### Written exercise A
In the Braxton blog entries, why does the writer say he had dark thoughts last night? Answer in one to three sentences.
### Written exercise B
Answer these on the Braxton blog entries, marking each answer (i), (ii), (iii):
(i) What date appears on Tale 151?
(ii) Which song has been stuck in the writer's head for a few days?
(iii) What is the title of Tale 149?
### Written exercise C
Pick up the Braxton blog entries after their last line and carry them on.

### Selected extract
•••
BLM Braxton’s Life Matters,
Will

Tale 151 ~B Prepared For Virgil~

The only thing I like preparing for is bed. Now, with the many, many girls I’ve been with, Ha-Ha. It’s Braxton securing the hallway, ensuring I was tucked in, and then taking his post on the corner of the bed I remember most. “B Prepared For Virgil.”

Wednesday, November 29, 2023

Tale 151 ~B Prepared For Virgil~

Bless Me, Echo,
For I have sinned. And as Romans 6:23 puts it, “For the wages of sin is death.” Positivity this morning? No way.

As a matter of fact, since I’m going all biblical so late this morning at 8:00 AM, I had an epiphany. And no, not that my son is dead, and he’s never coming back. Hell, my Braxton, “I said he doesn’t look a thing like Jesus.” But I give more of a (crap) about him than… Hell, God the Father, my actual father, myself? And that’s where the epiphany comes in. Do you remember Inspector Echo, that I existed in five-minute increments? The world will end in five minutes, so I’m all “Three Little Birds?” “Don’t worry about a thing.” That’s what sleep is to me. Last night, I didn’t even bother turning on the sleep meditation, so I had dark thoughts. And in a word like King Theoden… DEATH!

How many pop culture references is that so far? Christianity, Mockingjay, The Killers, Bob Marley, and Return of the King. Anyway, long story short. I don’t want to wake up. And when I do to days like this… My father’s friend is replacing the water heater, which means I’m broke. I know, Inspector, I’m a broken freaking record. The floor and walls are still messed up. There’s no food save for a bucket of shrimp (like nine). And some BBQ. When’s payday again? And does it even matter? Am I beginning to understand that earworm that’s been in my head for a few days? Braxton? It’s Michael Jackson’s “Who Is It?” Particularly the chorus, “And it doesn’t seem to matter. And it doesn’t seem right.”

But nothing is. I was not prepared to be without my son. And it seems Virgil isn’t ready to be without me. He’s been awfully cuddly the past few days. Does he want the whole bed? And so what if I leave, backpack and all? I remember when I was going to the library every day, and for what? And again, I can go to the Day Job and get my slave wage. The critic isn’t going to like any of this. Take it as a result of my failure Inspector to “Be A Man.” The Macho Man had it right. Hell! Mulan did. And my boys are better men. At the same time, I want to be a dead one. But fatherhood equals manhood, right. B Prepared For Virgil

1032 Days Without B III, Day 473 of Virgil’s Arrival

BLM Braxton’s Life Matters,
Will

Tale 149 ~Best Seat Is The Throne~

One of the worst things about being lazy. It’s sitting here being lazy, knowing I’m lazy. Yet I work… ha-ha. So I can afford to be lazy. Then I say I want a beautiful wife, a bunch of kids, businesses, Braxton. I’d be a king? Best Seat Is The Throne.

Monday, November 27, 2023

Tale 149 ~Best Seat Is The Throne~

Three-Hundredth And Nineteenth Rule

Madam Justice
Rules Are Made To Be Broken… But I’m here, aren’t I? Sitting in anxiety, anguish, antsy as all Hell. An A for alliteration?
•••
### Source excerpt

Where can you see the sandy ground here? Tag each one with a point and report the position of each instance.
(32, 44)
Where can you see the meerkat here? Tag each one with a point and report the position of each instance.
•••
### Written answer A
He had dark thoughts because he didn't bother turning on the sleep meditation last night.

### Written answer B
(i) Wednesday, November 29, 2023
(ii) Michael Jackson's "Who Is It?"
(iii) "Best Seat Is The Throne"

### Written answer C
Maybe then I wouldn’t be sitting on my butt in the middle of the bed if I made more A’s. My father would have beat me more if I had flunked out of Summer School. But there’s Times Like These… What? Thanksgiving or Monday? I wish he’d done the “deed.” Inevitably, I want to be with Braxton. It’s funny how my son was always looking for comfy spots. We both agreed on Yabbos. But then again, he ended up in Heaven, The Rainbow Bridge, or wherever. And I would choose his fur over any girl. No melons are that nice. And yet I sit here at the Dining Room table where I told him one day it’d be worth it. His pillow, bed, my lap

Now I sit alone in the car. But no, I don’t feel “safest of all.” Braxton hated car rides. Once again, my Little B was right about something. Have I ever felt comfortable driving? I know the longest drive was to B’s aunt’s wedding. And renewing my driver’s license… With all of that, where else do I go? I can sit for a few minutes at the Day Job. And hate the whole damn world. That’s why we’re talking Thanksgiving Day. Because as I sit in fear there. I’ll have to rise to get the door for a Thanksgiving meal today: the horror, the horror. Madam, I’m sure the food is good, but it’s the fact I rise at all. I’m like The Walking Dead.

And there was a time I thought if “God Gave Me Everything I Want,” I’d be in a beach chair talking to you. I could look out and see my children playing in the sand. My wife would be beside me or with the kids. Braxton would be in his little chair, getting too old. Only right this second, I want to be in bed. Madam, I mean a king-size mattress. And may I have an understanding wife with the businesses I want to run? Back, butt, beneath me.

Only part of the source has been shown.